What is required:
Output every line below without omitting or altering anything.

Data in this exercise:
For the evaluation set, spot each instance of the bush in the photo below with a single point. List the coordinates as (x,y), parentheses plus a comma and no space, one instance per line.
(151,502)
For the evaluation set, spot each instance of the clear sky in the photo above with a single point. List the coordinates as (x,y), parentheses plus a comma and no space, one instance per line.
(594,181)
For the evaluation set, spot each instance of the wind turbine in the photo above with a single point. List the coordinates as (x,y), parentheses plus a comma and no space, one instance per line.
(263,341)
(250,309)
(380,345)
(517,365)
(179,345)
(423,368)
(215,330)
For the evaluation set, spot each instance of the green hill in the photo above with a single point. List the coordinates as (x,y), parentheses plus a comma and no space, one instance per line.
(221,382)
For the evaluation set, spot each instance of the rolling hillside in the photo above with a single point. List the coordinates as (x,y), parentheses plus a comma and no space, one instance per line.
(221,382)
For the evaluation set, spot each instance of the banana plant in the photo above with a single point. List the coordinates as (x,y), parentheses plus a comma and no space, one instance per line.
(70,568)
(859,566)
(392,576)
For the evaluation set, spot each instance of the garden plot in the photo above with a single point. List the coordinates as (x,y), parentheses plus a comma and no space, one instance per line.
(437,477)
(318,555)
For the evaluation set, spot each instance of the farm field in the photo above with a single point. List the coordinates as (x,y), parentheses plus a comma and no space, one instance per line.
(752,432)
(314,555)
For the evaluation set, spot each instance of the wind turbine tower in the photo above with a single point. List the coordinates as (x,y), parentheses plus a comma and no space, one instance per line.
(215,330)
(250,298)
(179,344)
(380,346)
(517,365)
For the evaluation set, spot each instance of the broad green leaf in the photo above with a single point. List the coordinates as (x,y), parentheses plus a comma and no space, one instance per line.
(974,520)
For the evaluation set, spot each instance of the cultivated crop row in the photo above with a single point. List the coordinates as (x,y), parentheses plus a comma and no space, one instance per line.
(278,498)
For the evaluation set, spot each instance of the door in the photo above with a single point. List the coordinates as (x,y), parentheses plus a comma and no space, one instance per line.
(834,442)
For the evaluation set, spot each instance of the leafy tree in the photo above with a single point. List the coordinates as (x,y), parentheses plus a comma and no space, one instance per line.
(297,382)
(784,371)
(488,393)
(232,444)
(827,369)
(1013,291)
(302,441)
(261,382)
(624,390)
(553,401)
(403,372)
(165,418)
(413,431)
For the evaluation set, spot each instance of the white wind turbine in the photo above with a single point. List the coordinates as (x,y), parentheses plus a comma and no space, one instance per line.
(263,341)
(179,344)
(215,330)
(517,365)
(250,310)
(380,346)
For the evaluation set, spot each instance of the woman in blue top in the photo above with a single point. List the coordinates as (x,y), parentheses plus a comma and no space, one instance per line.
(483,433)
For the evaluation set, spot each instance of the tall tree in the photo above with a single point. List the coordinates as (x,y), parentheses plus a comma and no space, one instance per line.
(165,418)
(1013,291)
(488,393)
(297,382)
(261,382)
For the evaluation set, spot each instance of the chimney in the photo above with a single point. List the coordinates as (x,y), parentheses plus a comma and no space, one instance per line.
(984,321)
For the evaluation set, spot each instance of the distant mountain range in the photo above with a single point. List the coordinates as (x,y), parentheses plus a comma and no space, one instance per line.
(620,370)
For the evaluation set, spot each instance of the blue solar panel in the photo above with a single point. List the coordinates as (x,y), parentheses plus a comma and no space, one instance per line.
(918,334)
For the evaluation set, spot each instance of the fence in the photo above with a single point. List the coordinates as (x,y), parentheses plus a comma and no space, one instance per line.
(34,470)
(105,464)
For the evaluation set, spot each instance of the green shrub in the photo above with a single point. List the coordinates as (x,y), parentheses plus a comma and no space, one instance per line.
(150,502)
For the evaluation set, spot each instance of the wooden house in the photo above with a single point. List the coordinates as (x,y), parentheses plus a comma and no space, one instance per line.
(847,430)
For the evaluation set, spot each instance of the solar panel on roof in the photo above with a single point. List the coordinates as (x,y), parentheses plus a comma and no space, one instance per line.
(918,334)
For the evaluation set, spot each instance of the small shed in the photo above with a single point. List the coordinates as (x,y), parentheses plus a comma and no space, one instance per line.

Exercise output:
For the evaluation set, spot each instance of the bush in the photo below with a single point. List the coordinates as (x,y), parentheses plus a comma and no space, one instance per line.
(151,502)
For the evaluation set, spot each instance of the clear sky in the photo above with a single point. List the coordinates as (x,y), parentheses plus a comma and no space, one instance per line.
(594,181)
For the evaluation set, spot each instance of the wind turbine in the photo above with a single point. List the coordinates as (x,y), parentheses plus a comma and no space, one instance per line.
(263,341)
(250,309)
(380,345)
(517,365)
(179,345)
(423,368)
(215,330)
For the evaluation set, spot each instance of the green hill in the photo above with a single point. List the coordinates as (x,y), parentheses plus a comma and no space, one instance per line.
(221,382)
For the evaluation set, spot each instance of the rolling hillside in the photo above with a single point. List the coordinates as (x,y), parentheses plus a comma and no space, one instance per line.
(221,382)
For the evaluation set, spot each instance of the banana plant in the photo above with a single point. List the coordinates as (x,y), parentheses plus a comma and no space, one instance per line.
(70,568)
(859,566)
(392,576)
For the evaluation set, spot each instance of the garden plot in the photo above with a single point. List the coordinates as (x,y), parentheses plus a comma and no space, one instance per line.
(437,477)
(318,555)
For the evaluation set, spot each instance of the farm field in the photo above with a single point. List the coordinates as (x,y), parentheses plus a comma and no space, one instance per line.
(752,432)
(314,555)
For the evaluation set, spot each instance of the wind turbine tower in the photo above with a single point. List the coordinates as (x,y), parentheses plus a comma and no space, one instance per line.
(215,330)
(250,298)
(179,344)
(380,346)
(517,365)
For the evaluation set, spot each instance of the broad green leaf in the photo above with a single point. List the coordinates as (x,y), parentheses plus a comma and no space, one instance per line.
(974,520)
For the evaluation set, spot each instance of the cultivated crop row in the photo above with a single point. List the coordinates as (x,y), parentheses plus a comma and no space, one instance per line.
(278,498)
For the evaluation set, spot each instance of the door in the photo above with a single point. List the coordinates as (x,y), parentheses plus a comma and no space, one instance per line.
(834,442)
For the evaluation set, spot each instance of the leafy tree in the photo above with a single point. List the coordinates as (x,y), parentheses plus a comma and no space, one instance per line.
(297,382)
(784,371)
(488,393)
(232,444)
(827,369)
(1013,291)
(302,441)
(261,382)
(624,390)
(553,401)
(403,372)
(165,418)
(413,431)
For the evaluation set, spot each instance of the white wind turbine in the photo above with a single point. List the coordinates as (x,y), parentheses plus a comma and no space, one instance per line.
(263,341)
(179,344)
(215,330)
(517,365)
(250,310)
(380,346)
For the evaluation set, spot each instance of the woman in blue top in the photo above with a single point. List the coordinates as (x,y), parentheses plus a comma and no space, one instance per line.
(483,433)
For the evaluation set, spot each instance of the tall tree in the photo above with a single point. List the coordinates as (x,y), parentheses plus a comma and no space, one instance per line.
(165,418)
(1013,291)
(488,393)
(297,382)
(261,382)
For the evaluation set, spot each instance of the chimney in the photo above with a single point. List the coordinates as (x,y), parentheses plus a comma and no space, one instance per line.
(984,321)
For the evaluation set, spot each instance of the distant mountain range in the photo above with a single point. List the coordinates as (x,y), parentheses plus a comma and no space, one instance per line.
(620,370)
For the evaluation set, spot each instance of the blue solar panel in the photo above with a single point. List the coordinates as (x,y), parentheses plus a comma and no space, one instance per line.
(918,334)
For the evaluation set, spot each instance of the fence in the photo above with a single point. List the coordinates as (x,y), parentheses plus a comma and no space, one instance per line.
(34,470)
(105,464)
For the evaluation set, spot each instance of the green shrub in the photo above with a single point. List the coordinates as (x,y), parentheses plus a comma and no space, one instance per line.
(150,502)
For the evaluation set, spot each instance of the wooden house in the photo above with a single point. List the coordinates as (x,y), parentheses plus a comma and no space, one instance per line.
(847,430)
For the evaluation set, spot each instance of the solar panel on roof in the photo above with a single point. List the coordinates as (x,y), parentheses plus a comma and no space, one instance per line.
(918,334)
For the evaluation set, spot each instance of the small shed in the photo above with a single point. List the coordinates as (x,y), parentheses plus a comma and no space, one instance per line.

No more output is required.